• DATA PROVIDED:
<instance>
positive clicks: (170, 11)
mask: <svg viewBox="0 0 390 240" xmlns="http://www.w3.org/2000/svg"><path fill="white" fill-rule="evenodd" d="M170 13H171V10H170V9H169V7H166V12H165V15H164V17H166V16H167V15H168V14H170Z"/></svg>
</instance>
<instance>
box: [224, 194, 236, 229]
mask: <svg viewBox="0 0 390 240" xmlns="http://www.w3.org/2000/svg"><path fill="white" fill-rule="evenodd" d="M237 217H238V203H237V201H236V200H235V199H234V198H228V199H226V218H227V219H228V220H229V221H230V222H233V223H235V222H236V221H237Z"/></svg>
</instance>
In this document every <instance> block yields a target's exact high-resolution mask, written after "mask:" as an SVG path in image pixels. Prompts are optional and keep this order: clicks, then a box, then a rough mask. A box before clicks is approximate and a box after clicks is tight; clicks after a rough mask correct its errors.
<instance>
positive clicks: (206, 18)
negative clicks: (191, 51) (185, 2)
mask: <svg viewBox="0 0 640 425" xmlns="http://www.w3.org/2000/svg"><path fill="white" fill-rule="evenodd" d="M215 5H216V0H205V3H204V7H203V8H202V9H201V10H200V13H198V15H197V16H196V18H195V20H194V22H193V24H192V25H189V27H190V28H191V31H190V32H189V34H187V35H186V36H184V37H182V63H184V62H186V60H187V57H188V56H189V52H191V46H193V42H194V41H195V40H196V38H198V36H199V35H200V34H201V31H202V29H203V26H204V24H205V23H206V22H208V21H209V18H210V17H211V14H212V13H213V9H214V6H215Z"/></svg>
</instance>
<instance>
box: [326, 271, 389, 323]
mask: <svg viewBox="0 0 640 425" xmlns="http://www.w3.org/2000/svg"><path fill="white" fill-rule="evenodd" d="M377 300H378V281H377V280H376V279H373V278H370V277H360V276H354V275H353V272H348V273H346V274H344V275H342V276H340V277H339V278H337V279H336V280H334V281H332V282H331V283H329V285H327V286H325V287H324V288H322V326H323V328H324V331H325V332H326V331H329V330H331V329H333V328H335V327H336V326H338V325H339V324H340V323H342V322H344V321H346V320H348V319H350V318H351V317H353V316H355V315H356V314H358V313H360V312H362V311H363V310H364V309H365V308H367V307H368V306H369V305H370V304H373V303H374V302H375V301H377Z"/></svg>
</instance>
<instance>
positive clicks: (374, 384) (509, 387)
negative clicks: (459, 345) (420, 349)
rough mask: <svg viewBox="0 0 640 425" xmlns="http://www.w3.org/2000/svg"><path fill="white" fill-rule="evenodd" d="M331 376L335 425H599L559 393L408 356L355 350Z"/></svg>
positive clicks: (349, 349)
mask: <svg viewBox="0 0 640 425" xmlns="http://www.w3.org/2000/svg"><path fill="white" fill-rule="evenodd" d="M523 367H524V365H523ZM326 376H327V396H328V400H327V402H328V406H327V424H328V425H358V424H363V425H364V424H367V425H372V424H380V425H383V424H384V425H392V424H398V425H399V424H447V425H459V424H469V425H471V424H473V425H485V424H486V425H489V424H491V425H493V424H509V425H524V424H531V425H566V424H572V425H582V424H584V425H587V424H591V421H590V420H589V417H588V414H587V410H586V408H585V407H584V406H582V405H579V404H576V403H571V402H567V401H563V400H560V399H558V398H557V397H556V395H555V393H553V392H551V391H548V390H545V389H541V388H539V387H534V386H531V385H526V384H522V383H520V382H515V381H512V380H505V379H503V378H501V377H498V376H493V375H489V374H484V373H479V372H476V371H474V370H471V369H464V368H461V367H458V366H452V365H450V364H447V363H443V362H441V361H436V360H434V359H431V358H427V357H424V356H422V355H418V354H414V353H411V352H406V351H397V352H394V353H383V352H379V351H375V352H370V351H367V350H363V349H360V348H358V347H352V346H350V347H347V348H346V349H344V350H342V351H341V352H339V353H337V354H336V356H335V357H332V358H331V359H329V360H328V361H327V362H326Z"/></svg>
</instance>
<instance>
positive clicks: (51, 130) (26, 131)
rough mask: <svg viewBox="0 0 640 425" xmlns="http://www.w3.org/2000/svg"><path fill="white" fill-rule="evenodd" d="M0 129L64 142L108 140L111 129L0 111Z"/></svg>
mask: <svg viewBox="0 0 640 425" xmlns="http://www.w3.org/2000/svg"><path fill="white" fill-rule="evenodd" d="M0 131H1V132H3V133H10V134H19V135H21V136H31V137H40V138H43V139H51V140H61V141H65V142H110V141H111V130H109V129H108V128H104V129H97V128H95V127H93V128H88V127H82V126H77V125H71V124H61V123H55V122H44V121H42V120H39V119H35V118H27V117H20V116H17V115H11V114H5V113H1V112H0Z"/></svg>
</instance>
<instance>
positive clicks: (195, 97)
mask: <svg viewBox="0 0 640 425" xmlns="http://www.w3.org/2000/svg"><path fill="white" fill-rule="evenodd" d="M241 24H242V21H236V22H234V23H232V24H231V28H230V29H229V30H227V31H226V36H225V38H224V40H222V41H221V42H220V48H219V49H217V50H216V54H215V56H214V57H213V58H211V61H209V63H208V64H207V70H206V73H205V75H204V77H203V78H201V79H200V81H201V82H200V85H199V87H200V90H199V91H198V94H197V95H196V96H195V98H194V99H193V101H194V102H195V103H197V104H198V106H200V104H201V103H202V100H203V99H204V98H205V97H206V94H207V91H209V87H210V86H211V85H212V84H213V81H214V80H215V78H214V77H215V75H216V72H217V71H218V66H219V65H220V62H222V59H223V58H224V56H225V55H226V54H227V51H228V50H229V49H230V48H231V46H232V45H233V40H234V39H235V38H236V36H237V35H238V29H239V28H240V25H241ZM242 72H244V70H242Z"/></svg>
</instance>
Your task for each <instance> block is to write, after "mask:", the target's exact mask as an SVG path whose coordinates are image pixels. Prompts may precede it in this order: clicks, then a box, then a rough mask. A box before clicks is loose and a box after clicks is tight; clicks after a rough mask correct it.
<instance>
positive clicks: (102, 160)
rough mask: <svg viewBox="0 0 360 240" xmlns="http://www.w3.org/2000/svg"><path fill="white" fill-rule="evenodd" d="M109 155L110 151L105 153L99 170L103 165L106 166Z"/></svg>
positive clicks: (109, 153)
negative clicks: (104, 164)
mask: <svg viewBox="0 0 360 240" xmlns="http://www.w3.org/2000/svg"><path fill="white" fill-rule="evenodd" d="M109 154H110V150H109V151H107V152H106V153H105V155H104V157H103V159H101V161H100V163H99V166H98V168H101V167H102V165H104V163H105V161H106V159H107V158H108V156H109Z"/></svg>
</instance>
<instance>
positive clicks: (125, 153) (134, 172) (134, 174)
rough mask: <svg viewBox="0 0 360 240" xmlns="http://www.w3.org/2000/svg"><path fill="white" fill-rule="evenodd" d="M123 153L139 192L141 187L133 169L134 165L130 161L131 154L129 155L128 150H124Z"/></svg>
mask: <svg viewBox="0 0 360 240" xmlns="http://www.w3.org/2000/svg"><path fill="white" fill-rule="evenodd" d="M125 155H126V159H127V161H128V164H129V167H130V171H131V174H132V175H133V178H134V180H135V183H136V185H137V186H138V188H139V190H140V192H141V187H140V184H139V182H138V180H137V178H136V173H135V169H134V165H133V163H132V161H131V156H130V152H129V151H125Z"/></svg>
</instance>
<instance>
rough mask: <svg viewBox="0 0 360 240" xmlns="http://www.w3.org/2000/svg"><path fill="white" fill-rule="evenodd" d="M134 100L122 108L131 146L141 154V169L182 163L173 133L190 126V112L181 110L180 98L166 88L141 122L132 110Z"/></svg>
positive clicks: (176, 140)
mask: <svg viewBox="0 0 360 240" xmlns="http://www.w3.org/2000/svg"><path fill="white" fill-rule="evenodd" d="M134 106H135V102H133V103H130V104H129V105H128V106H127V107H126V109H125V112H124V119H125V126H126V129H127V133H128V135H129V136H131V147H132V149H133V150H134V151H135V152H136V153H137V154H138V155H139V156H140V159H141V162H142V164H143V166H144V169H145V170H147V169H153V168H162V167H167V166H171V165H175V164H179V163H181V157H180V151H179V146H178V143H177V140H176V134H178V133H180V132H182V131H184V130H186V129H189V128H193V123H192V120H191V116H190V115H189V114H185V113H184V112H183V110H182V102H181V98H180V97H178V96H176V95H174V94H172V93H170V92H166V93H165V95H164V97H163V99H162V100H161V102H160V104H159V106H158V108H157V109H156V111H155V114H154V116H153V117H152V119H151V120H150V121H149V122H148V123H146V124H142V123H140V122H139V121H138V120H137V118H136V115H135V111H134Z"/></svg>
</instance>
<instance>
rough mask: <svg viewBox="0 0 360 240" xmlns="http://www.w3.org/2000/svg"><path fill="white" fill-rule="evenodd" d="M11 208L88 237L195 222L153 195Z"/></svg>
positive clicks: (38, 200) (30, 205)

• WORK ORDER:
Count the lines in the listing above that contain the string "positive", and give only that number.

• ANSWER SECTION:
11